> _EXERCISE BRIEF_
Identify every line in the items below that contains the word "separated", and copy each of those lines in full.

> _SUPPLIED DATA_
+++
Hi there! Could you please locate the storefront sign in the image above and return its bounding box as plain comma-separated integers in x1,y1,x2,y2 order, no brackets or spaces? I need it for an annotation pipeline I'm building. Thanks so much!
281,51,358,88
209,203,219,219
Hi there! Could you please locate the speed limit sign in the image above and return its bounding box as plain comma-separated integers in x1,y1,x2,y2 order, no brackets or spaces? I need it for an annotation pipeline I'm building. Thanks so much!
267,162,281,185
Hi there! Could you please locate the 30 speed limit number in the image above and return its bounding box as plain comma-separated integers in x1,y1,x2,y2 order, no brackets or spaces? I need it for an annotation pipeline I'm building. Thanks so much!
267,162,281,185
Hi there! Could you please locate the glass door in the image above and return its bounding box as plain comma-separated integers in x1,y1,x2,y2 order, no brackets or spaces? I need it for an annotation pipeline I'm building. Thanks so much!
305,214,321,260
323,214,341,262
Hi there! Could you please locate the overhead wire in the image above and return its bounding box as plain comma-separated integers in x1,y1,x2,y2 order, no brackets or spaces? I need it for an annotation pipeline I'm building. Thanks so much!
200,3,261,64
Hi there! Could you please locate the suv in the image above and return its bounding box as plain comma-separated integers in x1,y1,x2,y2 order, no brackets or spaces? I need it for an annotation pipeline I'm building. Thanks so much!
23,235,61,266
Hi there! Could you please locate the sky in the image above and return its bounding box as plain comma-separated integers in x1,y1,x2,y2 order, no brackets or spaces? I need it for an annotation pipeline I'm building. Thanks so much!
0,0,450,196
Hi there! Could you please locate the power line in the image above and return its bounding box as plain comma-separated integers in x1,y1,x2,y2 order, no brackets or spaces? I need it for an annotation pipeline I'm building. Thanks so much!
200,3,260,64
+++
> _REPLY_
Hi there! Could you please locate the storefront sign in the image above and return its bounding box as plain comma-separated integers in x1,y1,x2,y2 order, no brackets or spaces? I need it for an annotation pipeline I'm building. Thanks so much!
Hi there! Could you please locate the speed limit sign in the image above and return its bounding box as plain comma-separated integers in x1,y1,x2,y2 order, no brackets or spaces? I need it for an annotation pipeline I'm building. Thanks so much!
Hi there! Could you please locate the 30 speed limit number in the image above and return its bounding box as plain comma-separated integers in x1,y1,x2,y2 order, no brackets or spaces? I need it for an annotation pipeline I'm building. Thanks so much!
Hi there! Could you please locate the glass door in the image above and return its bounding box as plain comma-separated integers in x1,y1,x2,y2 order, no brackets or spaces? I need it for an annotation pipeline I'm building. Thanks so much!
Hi there! Could you please locate the overhead wire in the image above and return its bounding box as plain comma-separated integers in x1,y1,x2,y2 order, no brackets or spaces? I need it for an annotation pipeline I'm building. Thanks so much!
Hi there! Could you please locate the suv in the image above and return its bounding box as plain comma-separated integers in x1,y1,x2,y2 order, no brackets or spaces? I need it for an annotation pipeline I'm building. Thanks so much!
Hi there! Could you please locate the sky in the image above and return its bounding box as plain comma-separated integers in x1,y1,x2,y2 order, no brackets or spaces? I need it for an annotation pipeline I'm building. Thanks so much!
Hi there! Could you please locate the power line in the image above and return its bounding box as plain comma-separated integers in x1,y1,x2,y2 order, no brackets or spaces? I need it for an annotation pipeline I'm building. Thanks so much!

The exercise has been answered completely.